Stated problem A:
Answer these questions from the congratulations thread:
(i) At what time did Gizmo become an uncle again?
(ii) For which time is HappyCamper becoming a daddy?
(iii) What does BumbleBee say they had been wondering?
Stated problem B: In the congratulations thread, copy the stretch from "Congratulations are in" through "## Silver (1/6/14)" word for word.

Document passage:
========

# Congratulations :)



## Stroodlepuff (1/6/14)

Congratulations are in order for @Gizmo who became an uncle again at 3:40 this morning and to @HappyCamper on becoming a daddy for the second time

Reactions: Like 3 | Winner 1


----------



## Silver (1/6/14)

Wow - amazing - 
Congrats @Gizmo and @HappyCamper !

Reactions: Like 1


----------



## Gazzacpt (1/6/14)

Congrats!

Reactions: Like 1


----------



## capetocuba (1/6/14)

Awesomeness and congratulations!

Reactions: Like 1


----------



## BumbleBee (1/6/14)

I was wondering why you guys were so quiet....

* Congratulations!*

Reactions: Like 1


----------



## Rob Fisher (1/6/14)

Congrats guys! Happy times!

Reactions: Like 1


----------



## Tristan (1/6/14)

Congrats @HappyCamper and @ Gizmo!! Blessings they are, true story!

========

Dataset entries:
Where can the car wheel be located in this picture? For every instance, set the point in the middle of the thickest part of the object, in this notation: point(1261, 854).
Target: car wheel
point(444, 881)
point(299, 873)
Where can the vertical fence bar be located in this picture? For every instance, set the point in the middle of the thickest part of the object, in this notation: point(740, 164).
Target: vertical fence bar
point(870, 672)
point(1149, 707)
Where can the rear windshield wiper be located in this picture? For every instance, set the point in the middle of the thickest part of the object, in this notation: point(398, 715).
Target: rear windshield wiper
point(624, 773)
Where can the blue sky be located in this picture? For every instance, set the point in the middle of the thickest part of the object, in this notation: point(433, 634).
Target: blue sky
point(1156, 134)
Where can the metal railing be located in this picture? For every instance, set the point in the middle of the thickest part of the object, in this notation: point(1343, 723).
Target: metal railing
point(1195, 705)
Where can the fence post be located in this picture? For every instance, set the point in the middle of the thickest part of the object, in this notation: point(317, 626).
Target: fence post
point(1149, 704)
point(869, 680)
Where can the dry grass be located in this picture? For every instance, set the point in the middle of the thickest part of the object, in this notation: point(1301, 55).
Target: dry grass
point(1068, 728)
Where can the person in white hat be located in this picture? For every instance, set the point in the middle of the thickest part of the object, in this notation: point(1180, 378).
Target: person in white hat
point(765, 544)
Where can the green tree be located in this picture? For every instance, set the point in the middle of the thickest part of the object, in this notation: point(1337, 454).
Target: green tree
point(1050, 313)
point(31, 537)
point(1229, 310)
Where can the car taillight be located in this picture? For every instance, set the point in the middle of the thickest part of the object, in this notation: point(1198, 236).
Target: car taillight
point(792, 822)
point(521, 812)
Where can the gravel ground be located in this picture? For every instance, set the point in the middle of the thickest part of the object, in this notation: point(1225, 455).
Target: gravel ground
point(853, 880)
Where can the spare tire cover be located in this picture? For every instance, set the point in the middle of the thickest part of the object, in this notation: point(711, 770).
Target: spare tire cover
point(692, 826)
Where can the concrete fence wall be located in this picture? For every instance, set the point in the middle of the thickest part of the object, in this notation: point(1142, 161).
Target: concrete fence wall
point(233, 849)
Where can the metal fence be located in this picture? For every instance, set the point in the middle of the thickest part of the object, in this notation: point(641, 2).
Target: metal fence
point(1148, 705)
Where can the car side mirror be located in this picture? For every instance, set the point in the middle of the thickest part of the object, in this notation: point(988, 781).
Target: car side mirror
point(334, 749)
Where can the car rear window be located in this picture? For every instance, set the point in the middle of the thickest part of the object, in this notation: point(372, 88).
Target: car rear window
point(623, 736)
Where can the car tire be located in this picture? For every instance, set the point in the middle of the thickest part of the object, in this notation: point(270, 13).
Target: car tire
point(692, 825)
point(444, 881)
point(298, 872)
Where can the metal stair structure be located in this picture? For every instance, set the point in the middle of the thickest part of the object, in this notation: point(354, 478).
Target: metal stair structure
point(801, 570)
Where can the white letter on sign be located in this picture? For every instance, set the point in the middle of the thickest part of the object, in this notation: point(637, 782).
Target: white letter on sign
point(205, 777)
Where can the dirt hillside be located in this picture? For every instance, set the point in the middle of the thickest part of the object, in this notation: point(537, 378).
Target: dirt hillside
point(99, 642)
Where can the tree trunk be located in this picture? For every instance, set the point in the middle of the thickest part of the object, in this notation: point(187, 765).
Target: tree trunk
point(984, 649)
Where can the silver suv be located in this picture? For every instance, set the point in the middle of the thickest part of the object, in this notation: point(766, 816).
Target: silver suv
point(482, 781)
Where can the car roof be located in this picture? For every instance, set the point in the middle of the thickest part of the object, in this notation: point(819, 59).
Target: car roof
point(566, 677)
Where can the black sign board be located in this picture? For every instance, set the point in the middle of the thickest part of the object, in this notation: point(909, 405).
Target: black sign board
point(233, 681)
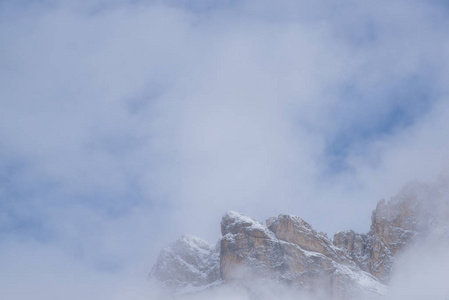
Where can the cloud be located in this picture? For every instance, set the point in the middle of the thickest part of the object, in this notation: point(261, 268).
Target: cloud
point(128, 123)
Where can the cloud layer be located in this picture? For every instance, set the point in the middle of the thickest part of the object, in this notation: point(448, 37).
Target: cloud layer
point(127, 123)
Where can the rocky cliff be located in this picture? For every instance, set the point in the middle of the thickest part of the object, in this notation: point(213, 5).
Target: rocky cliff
point(288, 251)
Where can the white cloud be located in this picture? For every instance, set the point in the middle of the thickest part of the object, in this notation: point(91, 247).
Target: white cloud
point(129, 124)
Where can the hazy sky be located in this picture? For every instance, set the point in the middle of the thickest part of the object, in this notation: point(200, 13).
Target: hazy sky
point(124, 124)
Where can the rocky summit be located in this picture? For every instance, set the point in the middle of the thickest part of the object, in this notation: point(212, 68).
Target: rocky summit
point(288, 251)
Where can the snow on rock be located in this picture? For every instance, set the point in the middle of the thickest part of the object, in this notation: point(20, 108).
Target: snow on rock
point(187, 263)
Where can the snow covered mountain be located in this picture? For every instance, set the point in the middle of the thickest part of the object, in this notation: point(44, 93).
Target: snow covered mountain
point(286, 250)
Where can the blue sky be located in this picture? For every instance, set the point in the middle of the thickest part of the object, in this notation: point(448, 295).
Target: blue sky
point(125, 124)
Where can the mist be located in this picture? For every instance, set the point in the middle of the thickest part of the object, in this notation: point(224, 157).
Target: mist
point(124, 124)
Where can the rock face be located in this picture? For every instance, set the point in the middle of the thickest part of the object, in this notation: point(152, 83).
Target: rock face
point(188, 262)
point(394, 225)
point(288, 251)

========

Task result A:
(i) At 3:40 in the morning.
(ii) For the second time.
(iii) Why the two of them were so quiet.

Task result B:
Congratulations are in order for @Gizmo who became an uncle again at 3:40 this morning and to @HappyCamper on becoming a daddy for the second time

Reactions: Like 3 | Winner 1


----------



## Silver (1/6/14)